# TO-DO LIST
1) Rewrite the passage about Blackie the dog from "The first two" up to and including "big juicy bone.", and put "puppies" in place of "pups".
2) Carry on the passage about Blackie the dog from its last sentence.

# DOCUMENT EXCERPT
◇ ◇ ◇ ◇ ◇

I remember the first day she came into my life. It was Friday September 28th 2001. I had a half day at school that day, and I decided to go down to my local chip shop to buy my beloved chicken burger and large chips. In those days I was a lonely 12 year old boy. I didn’t have many friends. I was overweight and I wasn’t like the other boys in my class. I was useless at sports, had no interest in sports, and immediately that placed me on the outsider circle. My passion was music and fast food! I toddled home and just as I was about to empty my chips into the plate, my mother said Greig come out to the shed. I have a surprise for you. I proceeded to walk towards the shed anticipating what could be inside. Mam opened the shed door and there she was a small black dog with the saddest round eyes I have ever seen, she was clearly undernourished and had rings around her eyes. Dad had bought her for five euros and a pint. She wasn't a classic beauty that’s for sure, but I feel in love instantly.

The first two years of Blackies life was very eventful. She fell pregnant and gave birth to five pups. She survived not one, but 4 car crashes. I remember the vet telling us that she will never eat a bone again after her last accident. All her teeth had shifted. Little did he know that up until her final moments she loved nothing more than getting her teeth stuck into a big juicy bone.

In 2002 I remember going on our family holiday to Salou. I still remember my Nana calling us a few days into our holidays telling us how heartbroken blackie was. She must have thought that we had left and she would never see us again. She had to be force fed the first couple of days because her heart was so broken. I will never forget the embrace we shared when I came in the front door after a whole seven days. All our Christmases came at once. We were reunited again.

◇ ◇ ◇ ◇ ◇

# RECORD EXCERPTS
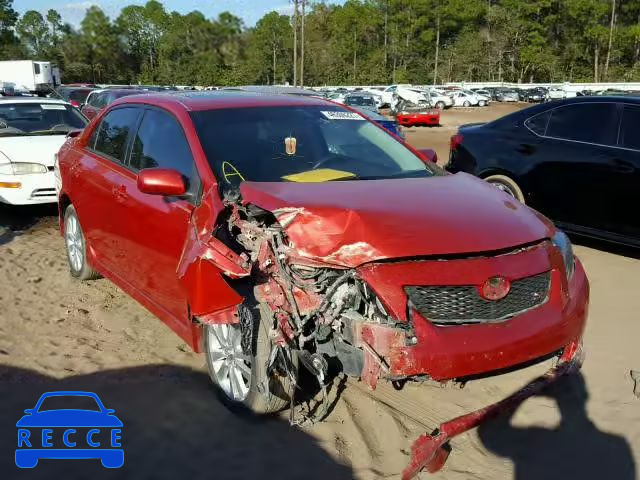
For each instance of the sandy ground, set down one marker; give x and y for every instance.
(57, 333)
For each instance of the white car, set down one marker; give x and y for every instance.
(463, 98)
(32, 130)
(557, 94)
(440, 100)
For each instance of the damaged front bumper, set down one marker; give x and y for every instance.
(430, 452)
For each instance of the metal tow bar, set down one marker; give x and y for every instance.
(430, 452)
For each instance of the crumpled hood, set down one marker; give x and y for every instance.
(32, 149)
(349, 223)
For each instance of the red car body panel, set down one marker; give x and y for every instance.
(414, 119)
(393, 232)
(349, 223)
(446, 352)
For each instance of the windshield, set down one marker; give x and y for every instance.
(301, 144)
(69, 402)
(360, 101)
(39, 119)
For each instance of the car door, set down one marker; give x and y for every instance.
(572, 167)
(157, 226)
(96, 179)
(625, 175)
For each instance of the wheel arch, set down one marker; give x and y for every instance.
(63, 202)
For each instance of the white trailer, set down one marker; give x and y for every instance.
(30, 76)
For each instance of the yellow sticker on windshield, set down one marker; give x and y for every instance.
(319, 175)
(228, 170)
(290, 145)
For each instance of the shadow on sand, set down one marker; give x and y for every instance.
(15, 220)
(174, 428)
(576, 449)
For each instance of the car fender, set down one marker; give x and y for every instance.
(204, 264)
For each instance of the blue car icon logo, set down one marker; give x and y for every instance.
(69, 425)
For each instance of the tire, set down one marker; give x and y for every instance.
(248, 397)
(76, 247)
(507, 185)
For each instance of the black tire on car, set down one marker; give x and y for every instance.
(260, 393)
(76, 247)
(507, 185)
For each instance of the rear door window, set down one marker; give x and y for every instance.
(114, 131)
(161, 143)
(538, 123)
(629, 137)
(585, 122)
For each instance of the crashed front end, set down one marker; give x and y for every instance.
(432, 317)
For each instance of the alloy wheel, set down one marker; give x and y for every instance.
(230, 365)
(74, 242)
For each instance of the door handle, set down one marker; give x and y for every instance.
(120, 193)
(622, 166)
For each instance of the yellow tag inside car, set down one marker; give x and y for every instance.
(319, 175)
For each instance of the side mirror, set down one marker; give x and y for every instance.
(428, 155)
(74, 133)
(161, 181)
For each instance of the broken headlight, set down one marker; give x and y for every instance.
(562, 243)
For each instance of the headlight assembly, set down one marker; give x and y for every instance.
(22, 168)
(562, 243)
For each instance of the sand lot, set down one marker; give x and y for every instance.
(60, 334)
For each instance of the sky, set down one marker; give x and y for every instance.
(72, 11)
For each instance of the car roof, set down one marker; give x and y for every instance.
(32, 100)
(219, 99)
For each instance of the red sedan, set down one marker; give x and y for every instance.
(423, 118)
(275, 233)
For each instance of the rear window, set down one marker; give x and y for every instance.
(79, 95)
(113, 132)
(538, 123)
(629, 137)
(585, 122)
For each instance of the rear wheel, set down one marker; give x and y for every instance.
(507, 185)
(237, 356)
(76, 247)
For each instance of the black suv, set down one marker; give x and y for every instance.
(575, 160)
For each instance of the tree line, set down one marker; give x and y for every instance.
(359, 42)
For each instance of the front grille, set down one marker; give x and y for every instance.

◇ ◇ ◇ ◇ ◇

# ANSWERS TO THE EXERCISE
1)
The first two years of Blackies life was very eventful. She fell pregnant and gave birth to five puppies. She survived not one, but 4 car crashes. I remember the vet telling us that she will never eat a bone again after her last accident. All her teeth had shifted. Little did he know that up until her final moments she loved nothing more than getting her teeth stuck into a big juicy bone.

2)
Blackie lived a simple life. My mam was Blackies master. I tried to sway her, but it never worked. I was too soft. Mam was the disciplinarian, THE BOSS!. Wherever mam went, black would follow. I on the other hand was her best friend. Her big brother in a way we would chase each other around the garden, I’d bring her down for a swim in the river during the summer months. She enjoyed the little things in life, a slice of ham and a good belly rub and black was in canine heaven.

We had an amazing relationship. She was my best friend, even though she never spoke a word to me in her short life, she understood me more than nearly anyone I know. I was a lonesome boy, and she filled the empty void I had in my heart. I found school challenging but knowing that my black was there when I came home was a constant reassurance. She helped me more than she will ever realise. She was my confident. I could tell her anything and know that she wouldn’t hold it against me. She provided unconditional loyalty and Love.

I have never met a dog quite like my Black. She loved to be involved and feel part of a group. If mam had people over, she would be right in the centre of them all. All the children loved Blackie. She was so gentle and loving. Maybe I’m being biased because I loved her so much but I believe she was the greatest dog to have ever walked on this earth. She was also a budding actress. She played the role of Annie’s Dog in a local musical. I’m still in disbelief she didn't become the new Toto, and made us a fortune, but then again they do say fame changes you.


Blackie passed away on Saturday the 7TH June 2014. My mam and I both stayed with her while she took her final breath and left this earth. In my mind I replay the incident all over. The vet preparing the needle of doom, while I stare into her eyes, choking back the tears, telling her everything will be ok. “I love my black” “you are my world”. In just a matter of seconds, she had gone.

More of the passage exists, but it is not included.